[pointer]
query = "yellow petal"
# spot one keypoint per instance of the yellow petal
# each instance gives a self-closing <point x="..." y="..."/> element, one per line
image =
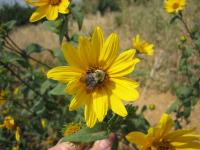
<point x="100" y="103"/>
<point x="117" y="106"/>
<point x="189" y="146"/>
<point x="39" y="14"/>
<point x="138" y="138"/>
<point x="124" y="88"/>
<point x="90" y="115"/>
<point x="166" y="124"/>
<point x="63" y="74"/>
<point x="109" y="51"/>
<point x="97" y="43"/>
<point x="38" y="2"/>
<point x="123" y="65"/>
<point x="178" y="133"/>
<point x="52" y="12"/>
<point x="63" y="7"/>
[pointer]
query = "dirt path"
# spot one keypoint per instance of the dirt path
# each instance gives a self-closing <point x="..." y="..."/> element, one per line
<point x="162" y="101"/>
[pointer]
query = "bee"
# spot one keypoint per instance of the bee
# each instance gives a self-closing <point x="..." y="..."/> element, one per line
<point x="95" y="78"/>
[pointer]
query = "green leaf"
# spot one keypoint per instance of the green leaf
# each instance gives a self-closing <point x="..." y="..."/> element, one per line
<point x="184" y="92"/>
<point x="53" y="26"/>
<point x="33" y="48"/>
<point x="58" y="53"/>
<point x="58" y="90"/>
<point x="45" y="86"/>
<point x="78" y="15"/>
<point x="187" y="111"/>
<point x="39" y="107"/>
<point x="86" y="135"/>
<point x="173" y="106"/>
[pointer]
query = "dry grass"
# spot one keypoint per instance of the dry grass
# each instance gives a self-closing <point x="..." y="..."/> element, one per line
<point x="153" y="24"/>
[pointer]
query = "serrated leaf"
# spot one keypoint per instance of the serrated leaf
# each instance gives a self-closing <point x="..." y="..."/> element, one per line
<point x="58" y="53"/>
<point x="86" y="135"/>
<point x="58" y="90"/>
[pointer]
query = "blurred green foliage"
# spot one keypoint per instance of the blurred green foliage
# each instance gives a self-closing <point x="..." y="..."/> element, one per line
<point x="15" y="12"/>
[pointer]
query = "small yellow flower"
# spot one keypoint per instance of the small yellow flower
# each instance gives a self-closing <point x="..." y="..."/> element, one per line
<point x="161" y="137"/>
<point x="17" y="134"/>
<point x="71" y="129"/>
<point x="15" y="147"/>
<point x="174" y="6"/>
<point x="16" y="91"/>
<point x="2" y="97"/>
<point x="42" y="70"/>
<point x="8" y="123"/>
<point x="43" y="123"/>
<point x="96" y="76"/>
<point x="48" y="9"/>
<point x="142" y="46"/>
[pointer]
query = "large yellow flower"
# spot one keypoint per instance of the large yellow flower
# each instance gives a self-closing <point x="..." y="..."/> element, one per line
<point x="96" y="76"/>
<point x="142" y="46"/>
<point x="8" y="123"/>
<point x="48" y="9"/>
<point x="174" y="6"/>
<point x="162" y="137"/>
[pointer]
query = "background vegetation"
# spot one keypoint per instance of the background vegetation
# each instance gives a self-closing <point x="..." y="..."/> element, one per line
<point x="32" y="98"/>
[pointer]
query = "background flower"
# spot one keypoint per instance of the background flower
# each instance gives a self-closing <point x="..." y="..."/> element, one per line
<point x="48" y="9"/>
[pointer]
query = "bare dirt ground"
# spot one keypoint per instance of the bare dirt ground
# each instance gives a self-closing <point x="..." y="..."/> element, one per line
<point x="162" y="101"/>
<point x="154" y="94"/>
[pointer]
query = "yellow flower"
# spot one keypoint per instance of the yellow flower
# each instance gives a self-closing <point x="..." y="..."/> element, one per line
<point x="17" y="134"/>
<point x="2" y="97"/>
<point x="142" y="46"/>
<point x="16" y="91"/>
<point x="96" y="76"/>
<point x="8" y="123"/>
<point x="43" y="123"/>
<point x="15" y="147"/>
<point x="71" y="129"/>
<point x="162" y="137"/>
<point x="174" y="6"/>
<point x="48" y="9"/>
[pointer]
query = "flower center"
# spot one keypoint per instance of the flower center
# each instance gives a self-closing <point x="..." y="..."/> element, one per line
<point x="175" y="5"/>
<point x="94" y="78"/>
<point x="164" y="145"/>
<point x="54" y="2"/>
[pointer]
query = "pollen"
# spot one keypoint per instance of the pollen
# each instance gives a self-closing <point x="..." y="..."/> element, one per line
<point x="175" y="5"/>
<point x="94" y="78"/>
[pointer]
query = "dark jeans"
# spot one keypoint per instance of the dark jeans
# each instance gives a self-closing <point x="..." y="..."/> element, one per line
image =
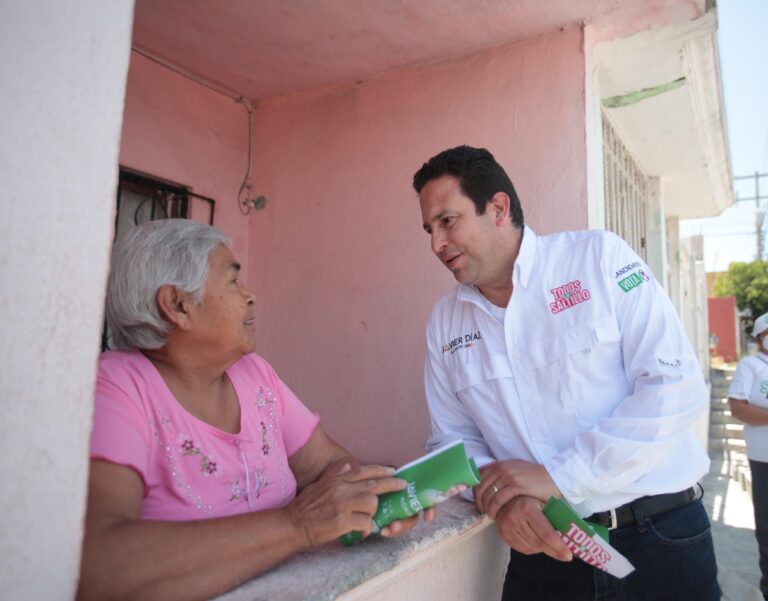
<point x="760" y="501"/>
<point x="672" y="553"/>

·····

WHAT IS EXPECTED
Set aside each line above that includes the string "center" and report it.

RESPONSE
query = "flower center"
# spot one keypoint per instance of the flower center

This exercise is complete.